# Solved: payroll simple program in C++



## nubcoder (Feb 28, 2011)

Hello I am new to the forums and hope you all doing good.
I was assigned to make a payroll program that states the following:

"Plan and code a program to do the following> The Natural Oak and pine Furnitre has hired you to develop a payroll program to print out a pay report for one employee. ( later the program must be expanded for all comapny employes.)

Input Includes three employee initials; the number of hours worked; the hourly rate of pay for the employee. Calculate and output the employee's gross pay, deductions, and net pay, Deductions include the following

Federal WIthholding Rate 18 % gross wages
State Withholding rate 4.5 % of gross wages
Hospitalization $ 25.65
Union Dues: 2 % of gross wages.

Use constat defitions for the deductions. Out put employee, initials, gross wages, amount of federal withholding; amount of state withholding, amunt of hostpitalization; amount for union dues, total deductions; net wages, your output should be formatted as a report and may be similar to the following sample

Employee : ABC
Hours Worked: 40.00
Hourly Rate: 
Total Wages:

Deductions
Fedral Withholding:
State withholding:
Hospitalization:
union Dues

Total Deductions:
Net pay:

Turn in: Program Listing and program output
label all output clearly.

Saved data entries

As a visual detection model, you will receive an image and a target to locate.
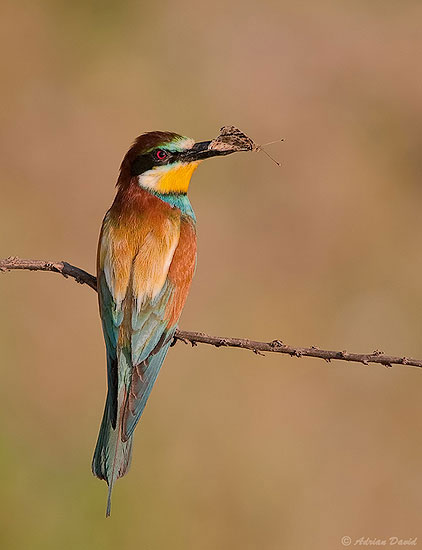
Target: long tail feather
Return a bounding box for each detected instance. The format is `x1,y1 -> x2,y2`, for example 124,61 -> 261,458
92,391 -> 133,517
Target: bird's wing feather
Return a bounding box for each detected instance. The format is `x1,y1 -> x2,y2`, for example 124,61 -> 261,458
98,209 -> 180,440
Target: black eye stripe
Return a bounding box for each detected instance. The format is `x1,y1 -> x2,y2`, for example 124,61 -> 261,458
130,149 -> 182,176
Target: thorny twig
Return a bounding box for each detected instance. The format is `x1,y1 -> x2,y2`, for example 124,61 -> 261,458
0,257 -> 422,367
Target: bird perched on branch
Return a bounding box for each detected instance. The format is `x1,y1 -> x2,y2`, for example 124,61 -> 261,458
92,132 -> 242,516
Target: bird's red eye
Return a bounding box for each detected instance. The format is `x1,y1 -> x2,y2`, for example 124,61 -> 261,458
155,149 -> 168,160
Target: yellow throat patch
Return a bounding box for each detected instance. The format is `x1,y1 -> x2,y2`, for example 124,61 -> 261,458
138,161 -> 199,193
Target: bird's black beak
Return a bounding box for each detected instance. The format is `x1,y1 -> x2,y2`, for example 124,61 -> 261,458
183,141 -> 234,162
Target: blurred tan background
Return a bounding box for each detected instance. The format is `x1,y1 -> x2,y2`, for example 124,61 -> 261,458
0,0 -> 422,550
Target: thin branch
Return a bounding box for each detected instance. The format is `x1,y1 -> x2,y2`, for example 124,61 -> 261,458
0,257 -> 422,367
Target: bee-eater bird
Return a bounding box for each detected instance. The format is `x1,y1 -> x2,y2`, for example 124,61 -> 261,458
92,132 -> 233,516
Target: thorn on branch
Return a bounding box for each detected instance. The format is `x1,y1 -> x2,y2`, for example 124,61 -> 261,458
0,256 -> 422,368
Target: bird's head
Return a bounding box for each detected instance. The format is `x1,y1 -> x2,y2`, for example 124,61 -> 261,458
117,132 -> 230,194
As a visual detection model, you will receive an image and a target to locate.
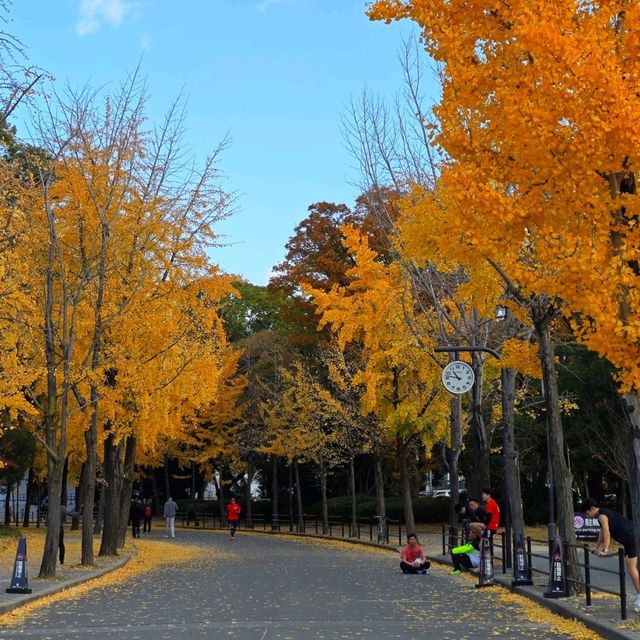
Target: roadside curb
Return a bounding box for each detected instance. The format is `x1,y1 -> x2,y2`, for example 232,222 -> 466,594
182,527 -> 640,640
0,550 -> 137,615
496,578 -> 640,640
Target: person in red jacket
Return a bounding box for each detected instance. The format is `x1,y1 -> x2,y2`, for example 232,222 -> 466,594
227,498 -> 241,540
480,489 -> 500,539
400,533 -> 431,575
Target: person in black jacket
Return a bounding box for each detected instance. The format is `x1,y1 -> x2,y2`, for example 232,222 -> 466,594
129,500 -> 144,538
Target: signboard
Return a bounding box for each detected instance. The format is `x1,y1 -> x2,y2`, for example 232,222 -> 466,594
573,513 -> 600,542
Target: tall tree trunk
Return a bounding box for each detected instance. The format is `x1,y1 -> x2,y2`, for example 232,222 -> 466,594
349,456 -> 358,538
501,369 -> 524,533
4,480 -> 13,527
532,300 -> 582,591
38,458 -> 64,578
91,478 -> 106,536
373,448 -> 387,540
293,460 -> 304,533
320,456 -> 329,535
151,469 -> 160,514
164,456 -> 171,501
623,389 -> 640,576
218,463 -> 227,522
60,456 -> 69,506
118,436 -> 136,549
244,457 -> 253,529
98,431 -> 122,556
22,466 -> 36,527
70,462 -> 85,531
81,420 -> 98,566
271,455 -> 280,531
396,436 -> 416,533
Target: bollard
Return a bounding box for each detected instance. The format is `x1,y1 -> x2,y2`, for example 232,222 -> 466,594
542,535 -> 569,598
476,536 -> 495,589
6,538 -> 31,593
511,531 -> 533,587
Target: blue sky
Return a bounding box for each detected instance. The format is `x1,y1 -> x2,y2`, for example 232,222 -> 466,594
12,0 -> 418,284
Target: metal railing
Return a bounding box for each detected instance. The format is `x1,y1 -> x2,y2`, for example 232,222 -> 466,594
176,511 -> 406,546
442,525 -> 627,620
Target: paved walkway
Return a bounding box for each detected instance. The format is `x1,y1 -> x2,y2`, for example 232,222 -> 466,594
0,530 -> 604,640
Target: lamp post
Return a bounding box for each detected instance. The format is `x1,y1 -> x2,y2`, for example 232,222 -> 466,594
434,345 -> 500,545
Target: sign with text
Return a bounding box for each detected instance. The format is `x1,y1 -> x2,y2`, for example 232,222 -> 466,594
573,513 -> 600,542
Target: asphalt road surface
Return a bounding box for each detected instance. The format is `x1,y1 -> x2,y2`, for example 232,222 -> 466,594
0,530 -> 596,640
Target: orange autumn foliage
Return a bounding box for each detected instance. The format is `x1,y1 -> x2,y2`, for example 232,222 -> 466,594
369,0 -> 640,390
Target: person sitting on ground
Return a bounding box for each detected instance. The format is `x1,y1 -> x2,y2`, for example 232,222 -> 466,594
581,498 -> 640,612
449,529 -> 482,576
456,498 -> 486,540
400,533 -> 431,574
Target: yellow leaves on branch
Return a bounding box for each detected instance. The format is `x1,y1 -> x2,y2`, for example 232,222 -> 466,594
369,0 -> 640,390
305,226 -> 448,445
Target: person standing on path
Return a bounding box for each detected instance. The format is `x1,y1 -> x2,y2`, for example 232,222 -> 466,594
142,501 -> 153,533
227,498 -> 242,540
400,533 -> 431,575
164,496 -> 178,538
580,498 -> 640,612
480,489 -> 500,540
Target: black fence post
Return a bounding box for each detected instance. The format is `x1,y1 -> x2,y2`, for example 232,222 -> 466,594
618,549 -> 627,620
584,544 -> 591,607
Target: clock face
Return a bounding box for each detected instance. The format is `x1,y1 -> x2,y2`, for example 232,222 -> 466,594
442,360 -> 476,395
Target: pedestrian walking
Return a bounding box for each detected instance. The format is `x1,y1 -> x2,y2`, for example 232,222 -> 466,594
129,499 -> 144,538
164,496 -> 178,538
142,500 -> 153,533
400,533 -> 431,575
227,498 -> 242,540
581,498 -> 640,612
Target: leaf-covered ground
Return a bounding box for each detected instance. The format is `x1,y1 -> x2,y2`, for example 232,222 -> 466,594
0,532 -> 597,640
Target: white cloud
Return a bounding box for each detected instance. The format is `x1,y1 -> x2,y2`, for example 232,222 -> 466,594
76,0 -> 131,36
257,0 -> 287,13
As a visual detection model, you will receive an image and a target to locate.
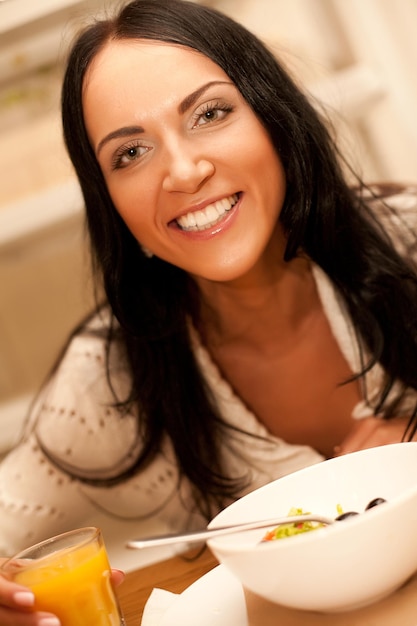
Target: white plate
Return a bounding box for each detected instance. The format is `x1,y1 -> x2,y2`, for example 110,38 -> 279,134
160,565 -> 249,626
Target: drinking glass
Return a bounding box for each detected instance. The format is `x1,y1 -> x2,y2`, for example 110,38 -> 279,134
1,526 -> 125,626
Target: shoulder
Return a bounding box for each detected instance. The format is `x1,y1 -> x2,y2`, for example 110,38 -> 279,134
31,308 -> 140,478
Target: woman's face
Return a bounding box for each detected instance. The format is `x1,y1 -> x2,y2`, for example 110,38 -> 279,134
83,40 -> 285,281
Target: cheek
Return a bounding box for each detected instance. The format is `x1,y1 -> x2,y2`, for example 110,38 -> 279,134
108,179 -> 153,236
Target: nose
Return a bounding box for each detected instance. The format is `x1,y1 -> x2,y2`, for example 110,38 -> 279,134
162,144 -> 215,193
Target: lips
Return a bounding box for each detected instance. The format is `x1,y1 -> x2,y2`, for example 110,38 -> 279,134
176,194 -> 239,231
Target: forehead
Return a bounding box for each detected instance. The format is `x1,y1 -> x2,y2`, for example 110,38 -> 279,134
84,39 -> 230,101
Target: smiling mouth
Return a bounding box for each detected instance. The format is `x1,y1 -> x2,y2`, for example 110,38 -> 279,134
175,193 -> 239,231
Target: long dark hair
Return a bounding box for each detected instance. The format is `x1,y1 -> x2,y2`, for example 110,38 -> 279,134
62,0 -> 417,517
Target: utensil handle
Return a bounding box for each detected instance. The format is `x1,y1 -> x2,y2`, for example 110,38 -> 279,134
126,514 -> 334,550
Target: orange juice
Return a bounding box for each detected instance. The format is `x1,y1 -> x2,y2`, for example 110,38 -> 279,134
4,528 -> 124,626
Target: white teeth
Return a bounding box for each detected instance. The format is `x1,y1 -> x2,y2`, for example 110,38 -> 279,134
177,193 -> 238,230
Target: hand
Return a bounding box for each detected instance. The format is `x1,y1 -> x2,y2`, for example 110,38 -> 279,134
0,559 -> 124,626
334,417 -> 409,456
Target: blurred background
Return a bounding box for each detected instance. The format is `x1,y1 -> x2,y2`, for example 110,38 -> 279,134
0,0 -> 417,455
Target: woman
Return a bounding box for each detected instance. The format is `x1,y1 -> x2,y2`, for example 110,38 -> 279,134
0,0 -> 417,626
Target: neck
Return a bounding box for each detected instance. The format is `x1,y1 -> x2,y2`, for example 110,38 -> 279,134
197,258 -> 320,347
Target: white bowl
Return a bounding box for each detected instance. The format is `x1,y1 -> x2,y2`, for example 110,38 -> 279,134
208,442 -> 417,612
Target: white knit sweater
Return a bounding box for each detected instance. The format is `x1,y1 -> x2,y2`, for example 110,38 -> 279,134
0,187 -> 417,554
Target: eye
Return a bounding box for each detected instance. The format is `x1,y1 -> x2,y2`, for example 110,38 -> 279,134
112,141 -> 150,170
193,102 -> 233,128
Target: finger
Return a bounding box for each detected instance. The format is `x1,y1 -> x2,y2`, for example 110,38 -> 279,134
0,607 -> 61,626
0,576 -> 35,608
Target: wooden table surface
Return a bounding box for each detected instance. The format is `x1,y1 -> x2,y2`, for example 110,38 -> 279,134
117,547 -> 218,626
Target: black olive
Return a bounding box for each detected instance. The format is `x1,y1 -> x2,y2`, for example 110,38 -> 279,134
365,498 -> 386,511
336,511 -> 359,522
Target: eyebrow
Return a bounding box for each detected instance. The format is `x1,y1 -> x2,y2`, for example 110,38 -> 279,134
96,80 -> 233,156
178,80 -> 233,114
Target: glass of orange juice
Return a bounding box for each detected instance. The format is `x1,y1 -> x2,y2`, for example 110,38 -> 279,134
1,526 -> 125,626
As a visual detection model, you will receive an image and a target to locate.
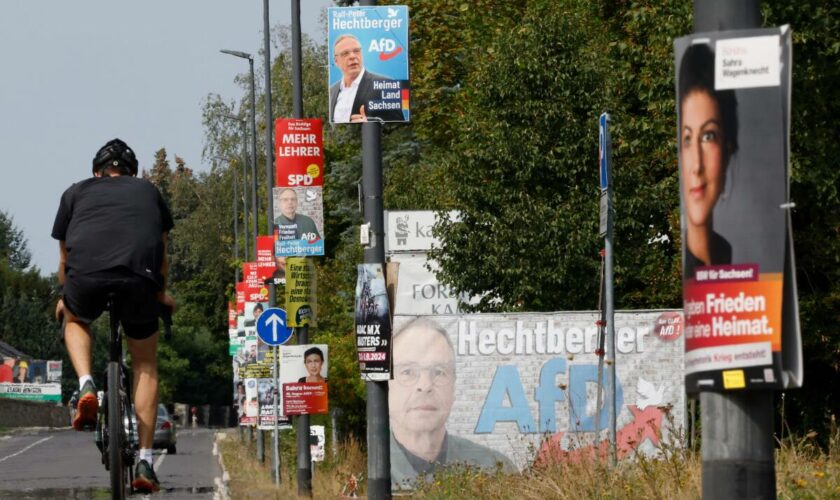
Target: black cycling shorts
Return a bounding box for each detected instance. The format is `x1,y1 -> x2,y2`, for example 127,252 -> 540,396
64,269 -> 160,340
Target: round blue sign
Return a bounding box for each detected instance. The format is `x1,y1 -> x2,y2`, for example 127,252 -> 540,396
257,307 -> 292,345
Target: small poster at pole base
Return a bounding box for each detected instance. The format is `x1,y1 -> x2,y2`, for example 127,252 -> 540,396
356,264 -> 391,381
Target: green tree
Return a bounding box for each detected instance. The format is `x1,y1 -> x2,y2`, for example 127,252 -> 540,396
0,211 -> 32,271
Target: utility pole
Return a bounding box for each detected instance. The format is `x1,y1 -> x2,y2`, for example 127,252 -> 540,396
291,0 -> 312,497
359,0 -> 391,500
694,0 -> 776,500
260,0 -> 280,484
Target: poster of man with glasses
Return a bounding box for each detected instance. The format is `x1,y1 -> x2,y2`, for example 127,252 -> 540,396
329,5 -> 410,123
388,316 -> 517,488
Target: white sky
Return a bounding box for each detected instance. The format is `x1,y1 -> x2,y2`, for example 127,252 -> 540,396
0,0 -> 332,275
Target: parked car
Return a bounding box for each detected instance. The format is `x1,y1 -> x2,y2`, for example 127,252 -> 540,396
125,404 -> 178,455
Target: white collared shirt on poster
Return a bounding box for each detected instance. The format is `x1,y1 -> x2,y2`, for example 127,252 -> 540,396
333,69 -> 365,123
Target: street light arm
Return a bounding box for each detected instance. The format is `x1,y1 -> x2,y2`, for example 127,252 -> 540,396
219,49 -> 254,61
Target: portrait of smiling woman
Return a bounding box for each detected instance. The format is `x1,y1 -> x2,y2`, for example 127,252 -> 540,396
679,43 -> 738,279
298,347 -> 327,383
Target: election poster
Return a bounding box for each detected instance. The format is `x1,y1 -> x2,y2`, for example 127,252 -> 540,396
240,378 -> 260,425
356,264 -> 391,380
674,27 -> 802,392
236,281 -> 245,314
327,5 -> 411,123
242,262 -> 268,302
274,118 -> 324,187
388,310 -> 686,489
286,257 -> 317,327
273,118 -> 324,258
279,344 -> 329,416
257,235 -> 277,284
0,356 -> 61,403
273,186 -> 324,257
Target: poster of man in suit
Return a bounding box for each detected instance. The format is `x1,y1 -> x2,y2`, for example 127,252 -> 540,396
329,6 -> 410,123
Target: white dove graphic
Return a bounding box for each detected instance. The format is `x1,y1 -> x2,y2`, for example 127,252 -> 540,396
636,377 -> 665,410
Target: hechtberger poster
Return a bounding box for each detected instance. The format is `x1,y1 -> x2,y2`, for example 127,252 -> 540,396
327,5 -> 411,123
674,27 -> 802,392
388,311 -> 685,487
272,186 -> 324,257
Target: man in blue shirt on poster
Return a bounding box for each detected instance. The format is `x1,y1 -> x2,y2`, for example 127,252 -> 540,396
330,34 -> 405,123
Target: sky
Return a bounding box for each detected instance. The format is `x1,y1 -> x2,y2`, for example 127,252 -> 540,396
0,0 -> 332,275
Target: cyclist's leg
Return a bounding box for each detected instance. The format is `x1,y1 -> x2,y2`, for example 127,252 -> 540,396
120,276 -> 164,491
62,272 -> 104,430
64,309 -> 93,378
128,332 -> 158,449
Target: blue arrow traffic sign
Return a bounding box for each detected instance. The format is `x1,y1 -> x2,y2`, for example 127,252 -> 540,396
257,307 -> 292,345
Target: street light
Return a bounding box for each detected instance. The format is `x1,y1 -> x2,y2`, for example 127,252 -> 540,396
221,113 -> 251,261
213,156 -> 248,283
219,49 -> 260,260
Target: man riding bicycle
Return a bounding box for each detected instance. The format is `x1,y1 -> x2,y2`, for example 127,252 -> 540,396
52,139 -> 175,491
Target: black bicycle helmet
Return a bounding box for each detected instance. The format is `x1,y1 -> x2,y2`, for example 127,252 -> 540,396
93,139 -> 137,175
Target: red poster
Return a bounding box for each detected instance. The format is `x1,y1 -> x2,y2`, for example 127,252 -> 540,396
257,236 -> 277,282
236,281 -> 245,314
274,118 -> 324,187
228,300 -> 238,328
283,382 -> 329,416
242,262 -> 268,302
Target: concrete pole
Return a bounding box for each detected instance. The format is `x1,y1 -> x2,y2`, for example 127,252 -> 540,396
291,0 -> 312,497
694,0 -> 776,500
249,57 -> 260,262
260,0 -> 281,485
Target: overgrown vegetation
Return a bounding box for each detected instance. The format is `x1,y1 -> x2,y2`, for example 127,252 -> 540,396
220,419 -> 840,500
0,0 -> 840,447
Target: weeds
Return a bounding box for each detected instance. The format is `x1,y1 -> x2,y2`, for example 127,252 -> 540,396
220,417 -> 840,500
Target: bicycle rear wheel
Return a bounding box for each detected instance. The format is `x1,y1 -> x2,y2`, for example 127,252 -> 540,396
106,361 -> 125,499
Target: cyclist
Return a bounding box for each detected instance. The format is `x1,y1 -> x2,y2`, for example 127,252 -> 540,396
52,139 -> 175,491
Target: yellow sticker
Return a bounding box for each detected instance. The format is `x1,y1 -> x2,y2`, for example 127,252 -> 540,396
306,163 -> 321,179
723,370 -> 747,389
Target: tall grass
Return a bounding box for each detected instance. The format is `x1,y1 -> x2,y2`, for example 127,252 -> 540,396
220,419 -> 840,500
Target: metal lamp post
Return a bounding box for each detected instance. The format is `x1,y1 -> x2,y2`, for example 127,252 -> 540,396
219,49 -> 259,259
213,156 -> 241,283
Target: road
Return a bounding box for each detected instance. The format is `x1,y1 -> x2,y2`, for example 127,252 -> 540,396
0,428 -> 222,499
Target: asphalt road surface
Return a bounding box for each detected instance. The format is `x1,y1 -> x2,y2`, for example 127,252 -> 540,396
0,428 -> 222,499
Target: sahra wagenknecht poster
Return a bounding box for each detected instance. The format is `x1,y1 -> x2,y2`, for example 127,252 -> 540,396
674,27 -> 802,392
328,5 -> 411,123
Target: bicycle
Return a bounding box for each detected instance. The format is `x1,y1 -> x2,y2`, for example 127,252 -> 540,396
86,293 -> 172,500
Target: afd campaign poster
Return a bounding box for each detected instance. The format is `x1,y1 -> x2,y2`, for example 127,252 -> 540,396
388,311 -> 686,489
286,257 -> 318,327
356,264 -> 391,380
273,118 -> 324,258
273,186 -> 324,257
0,356 -> 61,403
328,5 -> 411,123
674,27 -> 802,392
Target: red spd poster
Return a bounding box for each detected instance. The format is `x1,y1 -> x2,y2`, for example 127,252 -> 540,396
242,262 -> 268,302
274,118 -> 324,187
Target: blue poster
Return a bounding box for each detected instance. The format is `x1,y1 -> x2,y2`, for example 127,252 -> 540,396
328,5 -> 411,123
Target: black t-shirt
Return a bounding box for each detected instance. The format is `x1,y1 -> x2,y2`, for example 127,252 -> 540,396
52,175 -> 174,286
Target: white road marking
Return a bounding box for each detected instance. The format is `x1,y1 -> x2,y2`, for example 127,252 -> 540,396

- [Tasks to complete]:
a. In the payroll forum post, why is the poster making a payroll program? Please answer in one to three sentences.
b. Repeat the part of the payroll forum post from "## nubcoder (Feb" to "of gross wages." word for word.

- [Answers to the tasks]:
a. The poster was assigned to make it. The assignment says the furniture company has hired the programmer to develop a payroll program that prints a pay report for one employee.

b.
## nubcoder (Feb 28, 2011)

Hello I am new to the forums and hope you all doing good.
I was assigned to make a payroll program that states the following:

"Plan and code a program to do the following> The Natural Oak and pine Furnitre has hired you to develop a payroll program to print out a pay report for one employee. ( later the program must be expanded for all comapny employes.)

Input Includes three employee initials; the number of hours worked; the hourly rate of pay for the employee. Calculate and output the employee's gross pay, deductions, and net pay, Deductions include the following

Federal WIthholding Rate 18 % gross wages
State Withholding rate 4.5 % of gross wages
Hospitalization $ 25.65
Union Dues: 2 % of gross wages.